> **Exercise goal**:
Convert every line of the entries below into a Markdown table with two columns, No. and Line. Number each line in order and leave out blank lines.

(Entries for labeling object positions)
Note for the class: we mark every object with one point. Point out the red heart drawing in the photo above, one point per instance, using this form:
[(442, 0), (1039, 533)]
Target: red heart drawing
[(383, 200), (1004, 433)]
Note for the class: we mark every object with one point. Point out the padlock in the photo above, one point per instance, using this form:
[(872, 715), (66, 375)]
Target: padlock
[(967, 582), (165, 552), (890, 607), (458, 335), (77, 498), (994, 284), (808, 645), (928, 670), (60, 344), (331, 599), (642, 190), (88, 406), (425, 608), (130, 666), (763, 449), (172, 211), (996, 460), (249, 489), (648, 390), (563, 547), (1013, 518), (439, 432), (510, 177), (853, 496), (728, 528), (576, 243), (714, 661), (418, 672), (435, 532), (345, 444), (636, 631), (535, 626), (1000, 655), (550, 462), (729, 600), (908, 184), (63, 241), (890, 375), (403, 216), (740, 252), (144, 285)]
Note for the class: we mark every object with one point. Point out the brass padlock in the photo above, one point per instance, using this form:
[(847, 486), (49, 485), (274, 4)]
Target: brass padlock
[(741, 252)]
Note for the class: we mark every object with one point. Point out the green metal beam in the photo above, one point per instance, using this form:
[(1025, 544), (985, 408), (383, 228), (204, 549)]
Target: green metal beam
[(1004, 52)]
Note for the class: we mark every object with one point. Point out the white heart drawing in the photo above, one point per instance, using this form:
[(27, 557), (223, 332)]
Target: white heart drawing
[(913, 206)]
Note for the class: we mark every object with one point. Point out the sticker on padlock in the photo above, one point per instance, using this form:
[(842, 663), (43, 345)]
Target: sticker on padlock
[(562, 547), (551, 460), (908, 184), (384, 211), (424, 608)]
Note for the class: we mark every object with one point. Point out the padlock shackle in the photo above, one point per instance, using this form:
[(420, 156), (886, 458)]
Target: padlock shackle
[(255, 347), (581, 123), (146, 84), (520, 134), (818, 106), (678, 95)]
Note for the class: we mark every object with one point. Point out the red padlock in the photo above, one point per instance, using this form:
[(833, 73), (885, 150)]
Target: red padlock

> **The result**:
| No. | Line |
|---|---|
| 1 | Note for the class: we mark every object with one point. Point out the red heart drawing in the photo above, one point per instance, using this form: |
| 2 | [(442, 0), (1039, 533)] |
| 3 | Target: red heart drawing |
| 4 | [(383, 200), (1004, 433)] |
| 5 | Note for the class: we mark every object with one point. Point out the padlock in the photo above, one point per instance, using this form: |
| 6 | [(872, 715), (66, 375)] |
| 7 | Target: padlock |
| 8 | [(967, 582), (165, 552), (890, 607), (458, 335), (77, 498), (994, 284), (808, 645), (928, 670), (60, 344), (331, 599), (642, 190), (88, 406), (425, 608), (130, 666), (763, 449), (172, 211), (996, 460), (249, 489), (648, 390), (563, 547), (1013, 518), (439, 432), (510, 177), (853, 496), (728, 528), (576, 243), (714, 661), (418, 672), (435, 532), (345, 444), (636, 631), (535, 626), (1000, 655), (550, 462), (729, 600), (908, 184), (63, 241), (890, 375), (403, 216), (740, 252), (144, 285)] |
| 9 | Note for the class: we mark every object with one point. Point out the brass padlock in the photo above, one point per instance, using this form: |
| 10 | [(847, 486), (49, 485), (274, 4)] |
| 11 | Target: brass padlock |
| 12 | [(741, 252)] |
| 13 | Note for the class: we mark every object with one point. Point out the green metal beam in the photo above, one point per instance, using this form: |
| 14 | [(1025, 544), (985, 408), (383, 228), (204, 549)] |
| 15 | Target: green metal beam |
| 16 | [(1004, 52)] |
| 17 | Note for the class: we mark every object with one point. Point out the white heart drawing in the photo above, one point per instance, using this form: |
| 18 | [(27, 557), (223, 332)] |
| 19 | Target: white heart drawing |
| 20 | [(913, 206)] |
| 21 | Note for the class: we mark every object with one point. Point out the sticker on padlock in the photo above, one point per instance, using this form: |
| 22 | [(842, 663), (43, 345)] |
| 23 | Target: sticker on padlock |
| 24 | [(562, 547), (551, 460), (908, 184), (384, 211), (424, 608)] |
| 25 | Note for the class: we mark every object with one point. Point out the padlock shackle in the photo above, one point per instance, using this form: |
| 26 | [(420, 156), (886, 458)] |
| 27 | Target: padlock shackle |
| 28 | [(255, 347), (581, 123), (146, 84), (520, 134), (818, 106), (678, 95)] |
| 29 | Note for the class: we mark every object with one point. Point out the red padlock in the photo above, one point per instance, using this form: |
| 30 | [(833, 73), (885, 150)] |
| 31 | Target: red padlock |